Material provided: Begin

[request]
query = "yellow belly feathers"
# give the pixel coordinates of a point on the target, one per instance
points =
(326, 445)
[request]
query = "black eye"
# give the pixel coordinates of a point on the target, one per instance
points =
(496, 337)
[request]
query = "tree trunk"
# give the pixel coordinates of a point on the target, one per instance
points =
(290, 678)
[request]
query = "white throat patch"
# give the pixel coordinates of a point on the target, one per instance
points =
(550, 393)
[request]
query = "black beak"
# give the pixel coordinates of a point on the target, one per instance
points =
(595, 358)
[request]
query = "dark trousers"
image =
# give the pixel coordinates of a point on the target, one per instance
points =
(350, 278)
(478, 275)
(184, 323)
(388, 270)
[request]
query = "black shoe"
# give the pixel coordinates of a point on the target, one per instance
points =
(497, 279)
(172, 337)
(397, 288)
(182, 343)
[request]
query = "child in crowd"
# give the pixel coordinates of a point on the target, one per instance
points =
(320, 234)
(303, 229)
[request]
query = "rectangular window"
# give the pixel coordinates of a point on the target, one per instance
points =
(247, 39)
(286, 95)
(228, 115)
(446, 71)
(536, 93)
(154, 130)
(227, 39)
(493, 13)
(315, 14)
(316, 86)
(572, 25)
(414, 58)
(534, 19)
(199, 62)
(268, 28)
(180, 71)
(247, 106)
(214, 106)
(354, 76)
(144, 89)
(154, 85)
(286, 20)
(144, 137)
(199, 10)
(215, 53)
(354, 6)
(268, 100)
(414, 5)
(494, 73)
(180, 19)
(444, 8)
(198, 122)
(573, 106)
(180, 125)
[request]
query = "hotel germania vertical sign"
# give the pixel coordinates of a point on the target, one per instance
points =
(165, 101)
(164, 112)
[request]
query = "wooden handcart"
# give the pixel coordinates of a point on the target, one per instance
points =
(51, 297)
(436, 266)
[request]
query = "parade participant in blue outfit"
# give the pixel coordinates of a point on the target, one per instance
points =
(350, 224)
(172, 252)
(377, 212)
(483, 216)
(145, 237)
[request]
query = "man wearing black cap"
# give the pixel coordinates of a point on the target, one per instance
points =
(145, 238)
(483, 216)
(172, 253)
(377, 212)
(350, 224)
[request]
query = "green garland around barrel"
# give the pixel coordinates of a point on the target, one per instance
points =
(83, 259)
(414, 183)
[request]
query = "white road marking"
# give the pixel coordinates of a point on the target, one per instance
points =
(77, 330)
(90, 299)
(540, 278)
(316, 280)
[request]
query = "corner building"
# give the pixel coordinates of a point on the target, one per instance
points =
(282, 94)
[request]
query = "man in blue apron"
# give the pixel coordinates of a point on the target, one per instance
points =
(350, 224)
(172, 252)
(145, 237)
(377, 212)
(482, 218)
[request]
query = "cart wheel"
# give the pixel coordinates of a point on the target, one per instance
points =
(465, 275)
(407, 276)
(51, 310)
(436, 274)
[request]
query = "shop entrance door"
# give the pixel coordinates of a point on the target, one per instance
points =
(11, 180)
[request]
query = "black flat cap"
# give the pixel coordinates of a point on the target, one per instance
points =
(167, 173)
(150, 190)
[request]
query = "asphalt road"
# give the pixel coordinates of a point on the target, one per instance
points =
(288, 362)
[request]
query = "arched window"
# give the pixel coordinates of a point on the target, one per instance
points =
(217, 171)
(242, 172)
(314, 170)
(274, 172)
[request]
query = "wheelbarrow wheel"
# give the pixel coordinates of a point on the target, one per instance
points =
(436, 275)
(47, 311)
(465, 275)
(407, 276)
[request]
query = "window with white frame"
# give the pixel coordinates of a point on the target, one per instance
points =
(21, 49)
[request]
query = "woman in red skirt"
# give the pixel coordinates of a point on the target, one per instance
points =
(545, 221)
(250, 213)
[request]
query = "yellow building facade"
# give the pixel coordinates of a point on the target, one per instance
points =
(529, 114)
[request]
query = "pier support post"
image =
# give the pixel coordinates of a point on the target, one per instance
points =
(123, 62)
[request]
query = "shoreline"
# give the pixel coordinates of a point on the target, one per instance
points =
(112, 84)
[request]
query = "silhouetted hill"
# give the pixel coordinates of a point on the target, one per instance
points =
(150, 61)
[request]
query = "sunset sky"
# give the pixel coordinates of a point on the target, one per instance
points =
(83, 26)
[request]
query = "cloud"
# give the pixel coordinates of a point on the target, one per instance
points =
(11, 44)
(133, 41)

Material provided: End

Assignment: What lines above contain the string "wheel"? Copy all of them.

Answer to the exercise:
query = "cart wheel"
query = "wheelbarrow wheel"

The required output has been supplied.